Given task A → Return the passage about the Atlas Shrugged Guy word for word, beginning at the words "We'll be back" and stopping after "of his services.".
Begin Passage
We'll be back to real American news shortly. For now, a loop-closing exercise on the Atlas Shrugged Guy, and the beginning of another 18-month moratorium in this space on his thoughts and activities. Some time next fall, as we enter the last stages of the next presidential campaign, we may look in on him again. Here's what you need to know before this final-for-now installment:
• During the 2012 Obama-Romney race, one reader wrote frequently and with mounting passion about the threat to America's future an Obama re-election would mean. You can find an archive of his messages here, and all related posts here. Just before the election he declared that if the unthinkable happened and Obama stayed in, the ASG would close his business, lay off all his workers, and John Galt-like deprive the economy of his services.
• I happen to know that whether or not he meant that claim when he made it, he did not follow through. The ASG has run a small electronics-related business in the southern half of the country, with an emphasis on aerospace and some defense contracts. (Don't bother to write in asking how an anti-government absolutist can rely on Pentagon contracts.) He has avoided answering my direct queries about whether he carried out his threats, but I have determined in other ways that he did not.
End Passage
Begin Given entries
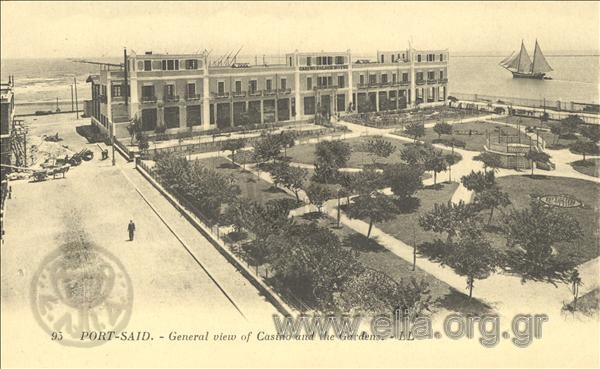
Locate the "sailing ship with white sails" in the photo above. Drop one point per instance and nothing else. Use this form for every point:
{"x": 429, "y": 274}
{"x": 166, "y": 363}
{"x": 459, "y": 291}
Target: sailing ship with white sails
{"x": 521, "y": 66}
End Given entries
Given task B → Update all of the saved data rows by replacing "white sails" with "red sails" wherever it occurs, leaving everything else unchanged. Omit the pictures from your answer.

Output A →
We'll be back to real American news shortly. For now, a loop-closing exercise on the Atlas Shrugged Guy, and the beginning of another 18-month moratorium in this space on his thoughts and activities. Some time next fall, as we enter the last stages of the next presidential campaign, we may look in on him again. Here's what you need to know before this final-for-now installment:
• During the 2012 Obama-Romney race, one reader wrote frequently and with mounting passion about the threat to America's future an Obama re-election would mean. You can find an archive of his messages here, and all related posts here. Just before the election he declared that if the unthinkable happened and Obama stayed in, the ASG would close his business, lay off all his workers, and John Galt-like deprive the economy of his services.

Output B →
Locate the "sailing ship with red sails" in the photo above. Drop one point per instance and nothing else. Use this form for every point:
{"x": 429, "y": 274}
{"x": 166, "y": 363}
{"x": 459, "y": 291}
Target: sailing ship with red sails
{"x": 521, "y": 66}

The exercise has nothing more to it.